• **Task prompt**
Repeat the listing beneath this line exactly, keeping every character.
-- Entries shown follows --
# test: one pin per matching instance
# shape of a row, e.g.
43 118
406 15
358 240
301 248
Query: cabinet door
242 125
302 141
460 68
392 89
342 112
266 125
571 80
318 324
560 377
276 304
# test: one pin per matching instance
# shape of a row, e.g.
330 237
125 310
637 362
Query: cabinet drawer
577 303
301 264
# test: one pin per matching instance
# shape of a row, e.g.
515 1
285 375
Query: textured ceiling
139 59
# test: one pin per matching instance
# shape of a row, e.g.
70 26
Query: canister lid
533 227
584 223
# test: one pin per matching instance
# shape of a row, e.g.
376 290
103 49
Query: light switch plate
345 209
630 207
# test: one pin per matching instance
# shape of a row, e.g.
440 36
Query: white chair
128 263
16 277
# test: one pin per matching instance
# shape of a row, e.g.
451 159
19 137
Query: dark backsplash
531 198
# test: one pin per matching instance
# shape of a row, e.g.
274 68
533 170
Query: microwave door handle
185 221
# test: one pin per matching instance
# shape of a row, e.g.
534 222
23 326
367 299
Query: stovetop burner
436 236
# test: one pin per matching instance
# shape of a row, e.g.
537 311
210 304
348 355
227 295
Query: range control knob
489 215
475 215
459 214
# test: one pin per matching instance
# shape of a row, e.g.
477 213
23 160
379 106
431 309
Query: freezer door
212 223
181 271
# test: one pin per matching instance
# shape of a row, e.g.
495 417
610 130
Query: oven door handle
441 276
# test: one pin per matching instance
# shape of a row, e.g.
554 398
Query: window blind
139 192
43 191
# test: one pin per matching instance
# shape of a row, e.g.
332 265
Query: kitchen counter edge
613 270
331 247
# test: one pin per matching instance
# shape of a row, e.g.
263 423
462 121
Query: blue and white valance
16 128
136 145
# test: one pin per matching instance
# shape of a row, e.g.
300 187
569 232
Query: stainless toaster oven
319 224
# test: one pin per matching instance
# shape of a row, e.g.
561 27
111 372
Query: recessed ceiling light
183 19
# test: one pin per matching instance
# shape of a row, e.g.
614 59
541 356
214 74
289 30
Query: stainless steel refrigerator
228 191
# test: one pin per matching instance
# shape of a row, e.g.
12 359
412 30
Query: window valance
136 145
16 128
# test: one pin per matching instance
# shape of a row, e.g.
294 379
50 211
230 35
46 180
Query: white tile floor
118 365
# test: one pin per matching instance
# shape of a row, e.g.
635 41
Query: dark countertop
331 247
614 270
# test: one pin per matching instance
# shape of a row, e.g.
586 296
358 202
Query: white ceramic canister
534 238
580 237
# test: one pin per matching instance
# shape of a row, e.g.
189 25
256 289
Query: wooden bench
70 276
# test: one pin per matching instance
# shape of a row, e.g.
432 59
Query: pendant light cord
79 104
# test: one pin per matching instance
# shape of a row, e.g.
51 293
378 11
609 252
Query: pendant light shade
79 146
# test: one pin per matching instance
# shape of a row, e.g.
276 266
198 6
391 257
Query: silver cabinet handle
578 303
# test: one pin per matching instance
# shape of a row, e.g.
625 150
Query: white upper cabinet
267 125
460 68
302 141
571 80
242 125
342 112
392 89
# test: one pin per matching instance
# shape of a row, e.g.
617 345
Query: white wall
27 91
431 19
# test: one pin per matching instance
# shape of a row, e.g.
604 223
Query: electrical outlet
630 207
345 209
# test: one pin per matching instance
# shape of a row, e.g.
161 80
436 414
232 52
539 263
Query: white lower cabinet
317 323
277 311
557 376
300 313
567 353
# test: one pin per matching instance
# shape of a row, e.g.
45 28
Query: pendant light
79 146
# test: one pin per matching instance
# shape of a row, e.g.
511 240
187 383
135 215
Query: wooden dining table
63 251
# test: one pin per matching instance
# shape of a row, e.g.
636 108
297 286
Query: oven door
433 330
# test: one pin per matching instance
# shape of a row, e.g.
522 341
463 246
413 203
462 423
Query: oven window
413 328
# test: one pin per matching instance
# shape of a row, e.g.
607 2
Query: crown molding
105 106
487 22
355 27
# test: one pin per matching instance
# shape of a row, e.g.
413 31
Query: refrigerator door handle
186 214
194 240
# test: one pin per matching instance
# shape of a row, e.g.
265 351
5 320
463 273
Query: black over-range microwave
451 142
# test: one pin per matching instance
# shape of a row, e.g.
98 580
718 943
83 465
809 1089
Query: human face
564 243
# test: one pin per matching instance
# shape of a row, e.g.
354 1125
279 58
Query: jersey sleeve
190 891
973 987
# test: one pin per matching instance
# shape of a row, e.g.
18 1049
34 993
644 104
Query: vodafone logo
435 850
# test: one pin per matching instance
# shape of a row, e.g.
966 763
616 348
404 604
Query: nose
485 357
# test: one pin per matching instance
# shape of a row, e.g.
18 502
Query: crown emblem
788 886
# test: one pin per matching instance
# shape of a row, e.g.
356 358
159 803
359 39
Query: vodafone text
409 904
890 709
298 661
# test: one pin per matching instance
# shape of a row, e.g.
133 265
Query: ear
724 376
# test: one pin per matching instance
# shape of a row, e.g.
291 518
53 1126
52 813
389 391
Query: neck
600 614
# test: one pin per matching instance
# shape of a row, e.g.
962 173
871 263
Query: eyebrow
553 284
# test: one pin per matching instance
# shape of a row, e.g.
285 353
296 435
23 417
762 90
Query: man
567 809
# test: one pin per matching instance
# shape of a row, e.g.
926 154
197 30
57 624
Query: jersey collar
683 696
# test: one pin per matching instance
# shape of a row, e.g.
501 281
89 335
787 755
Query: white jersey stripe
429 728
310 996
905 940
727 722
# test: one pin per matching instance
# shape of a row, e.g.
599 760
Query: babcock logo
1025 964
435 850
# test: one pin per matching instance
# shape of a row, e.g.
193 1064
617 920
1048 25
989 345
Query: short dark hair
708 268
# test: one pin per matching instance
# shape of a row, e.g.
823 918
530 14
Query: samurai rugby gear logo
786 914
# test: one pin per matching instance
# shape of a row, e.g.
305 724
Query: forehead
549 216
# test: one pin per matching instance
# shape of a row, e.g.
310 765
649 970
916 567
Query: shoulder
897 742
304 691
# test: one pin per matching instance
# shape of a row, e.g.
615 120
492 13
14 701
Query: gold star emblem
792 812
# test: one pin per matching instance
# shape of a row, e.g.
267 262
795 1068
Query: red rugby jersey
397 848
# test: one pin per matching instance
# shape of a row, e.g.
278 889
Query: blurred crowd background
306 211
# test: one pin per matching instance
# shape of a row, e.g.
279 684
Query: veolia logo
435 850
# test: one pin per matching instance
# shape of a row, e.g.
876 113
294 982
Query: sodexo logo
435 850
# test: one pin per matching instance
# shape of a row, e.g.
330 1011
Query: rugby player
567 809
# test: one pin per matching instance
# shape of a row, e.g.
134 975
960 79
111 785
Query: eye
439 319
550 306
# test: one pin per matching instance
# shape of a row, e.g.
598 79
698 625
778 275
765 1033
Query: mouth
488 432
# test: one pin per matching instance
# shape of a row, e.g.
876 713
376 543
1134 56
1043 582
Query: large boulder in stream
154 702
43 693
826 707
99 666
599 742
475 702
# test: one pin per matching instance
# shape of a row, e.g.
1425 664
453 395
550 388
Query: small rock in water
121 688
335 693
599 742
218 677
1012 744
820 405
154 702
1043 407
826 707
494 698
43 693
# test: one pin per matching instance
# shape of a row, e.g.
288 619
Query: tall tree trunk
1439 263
-- Entries shown concluded --
• **Finished task**
# test: one pin per matching instance
# shape of a row, e.g.
43 118
406 15
358 240
301 248
Query: cabinet door
242 125
302 141
460 68
392 89
342 112
266 125
571 80
318 324
560 377
276 304
# test: one pin per matching instance
# shape of a row, e.g.
330 237
125 310
637 362
Query: cabinet drawer
577 303
301 264
# test: one pin per matching instance
# shape of a row, e.g.
515 1
285 375
Query: textured ceiling
139 59
# test: one pin per matching instance
# shape of a row, e.g.
70 26
Query: canister lid
533 227
584 223
# test: one pin per matching instance
# shape of a row, e.g.
376 290
103 49
Query: light switch plate
345 209
630 207
# test: one pin per matching instance
# shape of a row, e.g.
440 36
Query: white chair
128 263
16 277
# test: one pin per matching instance
# shape of a row, e.g.
451 159
19 137
Query: dark backsplash
531 198
# test: one pin per matching instance
# shape of a row, e.g.
274 68
533 170
Query: microwave door handle
185 221
# test: one pin per matching instance
# shape of a row, e.g.
534 222
23 326
367 299
Query: stovetop burner
436 236
# test: one pin per matching instance
# shape of a row, e.g.
537 311
210 304
348 355
227 295
Query: range control knob
489 215
475 215
459 214
# test: one pin per matching instance
# shape of a row, e.g.
477 213
23 160
379 106
431 309
Query: freezer door
212 223
181 271
# test: one pin per matching instance
# shape of a row, e.g.
495 417
610 130
Query: oven door handle
441 276
# test: one pin per matching instance
# shape of a row, e.g.
554 398
Query: window blind
139 192
43 191
# test: one pin per matching instance
# shape of a row, e.g.
332 265
Query: kitchen counter edge
613 270
331 247
# test: one pin per matching instance
# shape of a row, e.g.
263 423
462 121
Query: blue and white valance
16 128
136 145
# test: one pin per matching instance
# shape of a row, e.g.
300 187
569 232
Query: stainless toaster oven
319 224
# test: one pin per matching instance
# shape of a row, e.g.
561 27
111 372
Query: recessed ceiling light
183 19
# test: one pin per matching instance
# shape of a row, e.g.
614 59
541 356
214 74
289 30
Query: stainless steel refrigerator
228 191
# test: one pin per matching instance
# shape of a row, e.g.
12 359
412 30
Query: window valance
136 145
16 128
# test: one pin per matching instance
# shape of a row, e.g.
294 379
50 211
230 35
46 180
Query: white tile floor
118 365
# test: one pin per matching instance
# shape of a row, e.g.
635 41
Query: dark countertop
331 247
614 270
# test: one pin per matching instance
# shape of a row, e.g.
586 296
358 202
Query: white ceramic canister
534 238
580 237
# test: one pin per matching instance
# shape of a row, e.g.
189 25
256 289
Query: wooden bench
70 276
# test: one pin per matching instance
# shape of a row, e.g.
432 59
Query: pendant light cord
79 104
# test: one pin per matching instance
# shape of a row, e.g.
51 293
378 11
609 252
Query: pendant light shade
79 146
# test: one pin per matching instance
# shape of a row, e.g.
276 266
198 6
391 257
Query: silver cabinet handle
578 303
# test: one pin per matching instance
# shape of a row, e.g.
625 150
Query: white upper cabinet
267 125
460 68
302 141
571 80
242 125
342 112
392 89
# test: one pin per matching instance
# shape of a row, e.g.
617 345
Query: white wall
27 91
431 19
# test: one pin per matching instance
# shape of a row, e.g.
604 223
Query: electrical outlet
630 207
345 209
# test: one pin per matching instance
# shape of a row, e.g.
161 80
436 414
232 52
539 263
Query: white lower cabinet
317 323
277 311
557 376
300 313
567 353
# test: one pin per matching instance
# shape of a row, e.g.
45 28
Query: pendant light
79 146
# test: one pin per matching instance
# shape of a row, e.g.
511 240
187 383
135 215
Query: wooden dining table
63 251
# test: one pin per matching instance
# shape of a row, e.g.
636 108
297 286
Query: oven door
433 330
# test: one pin per matching instance
# shape of a row, e.g.
522 341
463 246
413 203
462 423
Query: oven window
413 328
# test: one pin per matching instance
# shape of a row, e.g.
607 2
Query: crown molding
105 106
487 22
355 27
# test: one pin per matching instance
# shape of a row, e.g.
413 31
Query: refrigerator door handle
186 214
194 240
# test: one pin per matching instance
# shape of a row, e.g.
265 351
5 320
463 273
Query: black over-range microwave
451 142
# test: one pin per matching instance
# shape of a row, e.g.
98 580
718 943
83 465
809 1089
Query: human face
564 243
# test: one pin per matching instance
# shape of a row, e.g.
354 1125
279 58
Query: jersey sleeve
190 891
973 987
# test: one pin per matching instance
# shape of a row, e.g.
18 1049
34 993
644 104
Query: vodafone logo
435 850
# test: one pin per matching instance
# shape of a row, e.g.
966 763
616 348
404 604
Query: nose
485 357
# test: one pin per matching instance
# shape of a row, e.g.
18 502
Query: crown emblem
788 886
# test: one pin per matching instance
# shape of a row, e.g.
356 358
159 803
359 39
Query: vodafone text
409 904
890 709
298 661
# test: one pin per matching instance
# shape of a row, e.g.
133 265
Query: ear
724 376
# test: one pin per matching instance
# shape of a row, e.g.
291 518
53 1126
52 813
389 391
Query: neck
600 614
# test: one pin per matching instance
# shape of a row, e.g.
962 173
871 263
Query: eyebrow
553 284
# test: one pin per matching instance
# shape of a row, e.g.
285 353
296 435
23 417
762 90
Query: man
567 809
# test: one pin per matching instance
# shape of a row, e.g.
926 154
197 30
57 624
Query: jersey collar
683 696
# test: one pin per matching instance
# shape of a row, e.g.
501 281
89 335
787 755
Query: white jersey stripe
429 728
310 996
905 940
727 722
# test: one pin per matching instance
# shape of a row, e.g.
599 760
Query: babcock logo
1025 964
435 850
# test: one pin per matching instance
# shape of a row, e.g.
193 1064
617 920
1048 25
989 345
Query: short dark hair
708 268
# test: one pin per matching instance
# shape of a row, e.g.
823 918
530 14
Query: samurai rugby gear logo
786 914
# test: one pin per matching instance
# shape of a row, e.g.
305 724
Query: forehead
549 216
# test: one pin per matching instance
# shape of a row, e.g.
310 765
649 970
916 567
Query: shoulder
897 742
304 691
# test: one pin per matching instance
# shape of a row, e.g.
615 120
492 13
14 701
Query: gold star emblem
792 812
# test: one pin per matching instance
# shape of a row, e.g.
267 262
795 1068
Query: red rugby jersey
397 848
# test: one pin per matching instance
# shape of a row, e.g.
278 889
Query: blurred crowd background
306 211
# test: one pin per matching instance
# shape of a row, e.g.
279 684
Query: veolia logo
435 850
# test: one pin per matching instance
# shape of a row, e.g.
876 113
294 982
Query: sodexo logo
435 850
# test: one pin per matching instance
# shape of a row, e.g.
330 1011
Query: rugby player
567 809
# test: one pin per matching instance
# shape of a row, e.g.
134 975
960 79
111 785
Query: eye
439 319
550 306
# test: one pin per matching instance
# shape of a row, e.g.
598 79
698 625
778 275
765 1033
Query: mouth
488 432
# test: one pin per matching instance
# shape of a row, e.g.
876 713
376 543
1134 56
1043 582
Query: large boulder in stream
154 702
43 693
826 707
99 666
599 742
475 702
# test: one pin per matching instance
# shape of a row, e.g.
1425 664
453 395
550 388
Query: small rock in water
121 688
335 693
599 742
218 677
1012 744
820 405
154 702
1043 407
826 707
494 698
43 693
# test: one pin per matching instance
# shape of a row, e.g.
288 619
Query: tall tree trunk
1439 263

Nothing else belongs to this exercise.